Objetivo da tarefa -
Diga se cada afirmação abaixo está de acordo com o texto sobre o romance Poeta chileno. Responda sim ou não e cite, entre aspas, as palavras do texto que decidem.
1. Gonzalo passa a morar com Carla e com o filho dela.
2. Leon vê o filho todos os dias.
3. O avô materno de Gonzalo criou seus mais de vinte filhos.

Texto de leitura -
O amor na masculinidade contemporânea

Um mergulho na mente do homem contemporâneo, expatriado, pós-ditaduras latino-americanas, filho da classe média convencional que abraça a carreira arriscada na literatura, com seu olhar atônito e apaixonado pela literatura e pelo amor juvenil, Poeta chileno (Companhia das Letras, R$ 60), romance de Alejandro Zambra, é uma narrativa eminentemente apaixonada. As nuances desse homem que se contrapõe ao estereótipo do macho latino são detalhadas em cada página com declarações de amor ao romantismo, à paternidade em moldes contemporâneos e à poesia, um traço nacional para os chilenos como o futebol para os brasileiros.

Geralmente sintético em suas obras, Zambra estende-se nessa narrativa sobre as angústias existenciais de Gonzalo, que reencontra e vai viver com Carla, a primeira namorada e o filho dela, Vicente, seu “hijoastro”, por quem nutre profundo afeto. Assume informalmente a paternidade do menino, depois de entender que povos originários do Chile consideram a figura paterna qualquer um que se relacione à criança: o vínculo biológico só existe com a mãe.

A desvalorização da paternidade se impõem a esse homem dos novos tempos através de personagens intensos, ainda que de pequena participação na trama. Um deles é o avô materno de Gonzalo. O velho Safadão não criou seus mais de vinte filhos, mas consegue reunir ao necessitar de recursos para um tratamento médico. Outro pai displicente é o de Vicente, Leon, que só vê o filho a cada quinze dias. A paternidade física se rompe quando o bebê de Carla e Gonzalo morre no ventre da mãe.

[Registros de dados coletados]
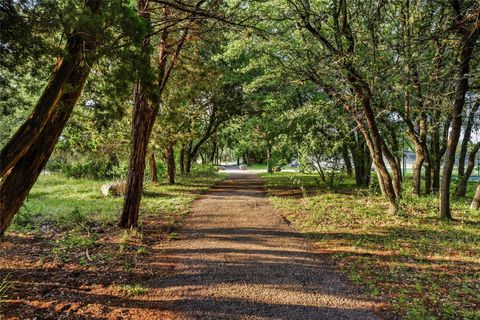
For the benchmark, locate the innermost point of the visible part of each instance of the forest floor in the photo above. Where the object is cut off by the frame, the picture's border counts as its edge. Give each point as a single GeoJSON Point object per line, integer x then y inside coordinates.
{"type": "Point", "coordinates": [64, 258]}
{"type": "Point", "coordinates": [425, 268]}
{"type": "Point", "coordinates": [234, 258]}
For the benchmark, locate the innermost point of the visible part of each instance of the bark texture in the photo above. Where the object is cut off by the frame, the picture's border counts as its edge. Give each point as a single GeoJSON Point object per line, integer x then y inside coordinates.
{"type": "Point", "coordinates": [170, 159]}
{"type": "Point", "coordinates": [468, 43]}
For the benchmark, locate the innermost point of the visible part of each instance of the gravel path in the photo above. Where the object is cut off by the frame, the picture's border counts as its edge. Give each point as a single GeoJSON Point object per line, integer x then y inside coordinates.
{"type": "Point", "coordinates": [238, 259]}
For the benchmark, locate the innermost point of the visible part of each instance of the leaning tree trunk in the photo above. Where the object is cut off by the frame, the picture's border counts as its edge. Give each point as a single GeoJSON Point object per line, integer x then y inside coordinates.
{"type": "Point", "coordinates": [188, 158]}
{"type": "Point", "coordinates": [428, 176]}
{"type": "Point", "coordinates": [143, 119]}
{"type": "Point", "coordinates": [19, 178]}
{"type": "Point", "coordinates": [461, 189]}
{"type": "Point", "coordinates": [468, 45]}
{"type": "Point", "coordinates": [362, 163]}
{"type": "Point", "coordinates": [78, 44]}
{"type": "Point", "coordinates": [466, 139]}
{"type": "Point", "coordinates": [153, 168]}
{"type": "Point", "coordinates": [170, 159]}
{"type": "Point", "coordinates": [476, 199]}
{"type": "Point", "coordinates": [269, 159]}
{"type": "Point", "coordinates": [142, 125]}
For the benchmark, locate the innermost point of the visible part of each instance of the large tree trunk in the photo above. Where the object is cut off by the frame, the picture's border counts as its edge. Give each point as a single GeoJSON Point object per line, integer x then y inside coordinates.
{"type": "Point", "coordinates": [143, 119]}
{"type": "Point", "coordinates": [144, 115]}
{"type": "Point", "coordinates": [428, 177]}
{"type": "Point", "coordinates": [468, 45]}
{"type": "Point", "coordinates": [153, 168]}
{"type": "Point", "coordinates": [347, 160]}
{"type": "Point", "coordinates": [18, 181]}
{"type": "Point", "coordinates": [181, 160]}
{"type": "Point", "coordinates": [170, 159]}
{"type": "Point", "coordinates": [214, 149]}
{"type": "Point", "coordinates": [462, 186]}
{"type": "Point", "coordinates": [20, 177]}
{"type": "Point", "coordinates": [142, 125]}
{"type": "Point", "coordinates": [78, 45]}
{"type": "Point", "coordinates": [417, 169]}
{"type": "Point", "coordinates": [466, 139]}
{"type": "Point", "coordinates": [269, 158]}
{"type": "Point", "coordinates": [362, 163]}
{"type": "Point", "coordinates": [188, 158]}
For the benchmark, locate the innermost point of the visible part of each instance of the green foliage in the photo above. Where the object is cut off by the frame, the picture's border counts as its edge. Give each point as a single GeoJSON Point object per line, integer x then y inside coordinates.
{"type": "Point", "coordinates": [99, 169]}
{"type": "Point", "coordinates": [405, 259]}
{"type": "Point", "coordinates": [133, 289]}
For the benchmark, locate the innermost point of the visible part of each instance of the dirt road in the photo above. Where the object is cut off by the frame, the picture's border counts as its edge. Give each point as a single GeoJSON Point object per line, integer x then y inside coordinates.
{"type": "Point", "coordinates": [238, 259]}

--

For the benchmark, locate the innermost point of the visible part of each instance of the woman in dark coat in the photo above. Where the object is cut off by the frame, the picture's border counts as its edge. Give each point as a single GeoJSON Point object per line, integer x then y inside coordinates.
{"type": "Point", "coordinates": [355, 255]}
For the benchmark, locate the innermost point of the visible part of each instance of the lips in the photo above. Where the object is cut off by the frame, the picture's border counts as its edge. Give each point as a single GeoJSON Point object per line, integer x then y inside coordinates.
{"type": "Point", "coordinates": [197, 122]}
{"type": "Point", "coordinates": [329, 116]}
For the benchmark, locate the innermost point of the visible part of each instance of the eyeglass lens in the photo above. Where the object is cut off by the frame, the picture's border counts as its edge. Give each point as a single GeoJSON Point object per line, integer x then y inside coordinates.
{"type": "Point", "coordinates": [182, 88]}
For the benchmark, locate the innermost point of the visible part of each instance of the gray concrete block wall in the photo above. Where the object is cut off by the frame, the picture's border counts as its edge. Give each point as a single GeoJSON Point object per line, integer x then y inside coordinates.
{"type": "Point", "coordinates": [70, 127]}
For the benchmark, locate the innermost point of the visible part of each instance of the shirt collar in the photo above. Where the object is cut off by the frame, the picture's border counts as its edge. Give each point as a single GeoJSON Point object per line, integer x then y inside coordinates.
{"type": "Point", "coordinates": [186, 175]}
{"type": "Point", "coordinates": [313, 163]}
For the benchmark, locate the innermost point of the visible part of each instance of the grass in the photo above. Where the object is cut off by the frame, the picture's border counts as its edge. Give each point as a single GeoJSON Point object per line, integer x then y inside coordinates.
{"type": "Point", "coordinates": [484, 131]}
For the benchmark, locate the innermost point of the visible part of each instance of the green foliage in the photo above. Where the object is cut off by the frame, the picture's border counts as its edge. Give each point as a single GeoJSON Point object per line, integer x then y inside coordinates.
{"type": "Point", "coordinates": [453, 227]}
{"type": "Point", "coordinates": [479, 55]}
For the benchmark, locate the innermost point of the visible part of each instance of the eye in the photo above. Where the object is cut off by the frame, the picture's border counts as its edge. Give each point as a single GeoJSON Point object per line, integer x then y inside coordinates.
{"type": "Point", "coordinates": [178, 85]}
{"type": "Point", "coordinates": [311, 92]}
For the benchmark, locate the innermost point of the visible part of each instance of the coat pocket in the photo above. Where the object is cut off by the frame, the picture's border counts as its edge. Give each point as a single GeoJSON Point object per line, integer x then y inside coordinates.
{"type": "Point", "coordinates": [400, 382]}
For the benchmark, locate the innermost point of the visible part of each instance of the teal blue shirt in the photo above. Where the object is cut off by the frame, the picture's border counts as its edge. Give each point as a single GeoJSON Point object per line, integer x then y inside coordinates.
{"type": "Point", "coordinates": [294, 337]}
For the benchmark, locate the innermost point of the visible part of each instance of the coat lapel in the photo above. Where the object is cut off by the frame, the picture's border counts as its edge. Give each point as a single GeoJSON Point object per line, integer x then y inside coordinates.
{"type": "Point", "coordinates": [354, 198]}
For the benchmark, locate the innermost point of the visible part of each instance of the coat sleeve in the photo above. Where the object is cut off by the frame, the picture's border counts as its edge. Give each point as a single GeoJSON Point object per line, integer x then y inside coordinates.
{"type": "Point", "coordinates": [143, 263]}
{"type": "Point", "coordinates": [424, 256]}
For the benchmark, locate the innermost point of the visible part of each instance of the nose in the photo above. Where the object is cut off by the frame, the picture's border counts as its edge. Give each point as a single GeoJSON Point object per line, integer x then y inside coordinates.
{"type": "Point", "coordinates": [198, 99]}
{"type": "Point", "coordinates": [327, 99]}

Resposta -
1. Sim: "reencontra e vai viver com Carla, a primeira namorada e o filho dela, Vicente"
2. Não: "só vê o filho a cada quinze dias"
3. Não: "O velho Safadão não criou seus mais de vinte filhos"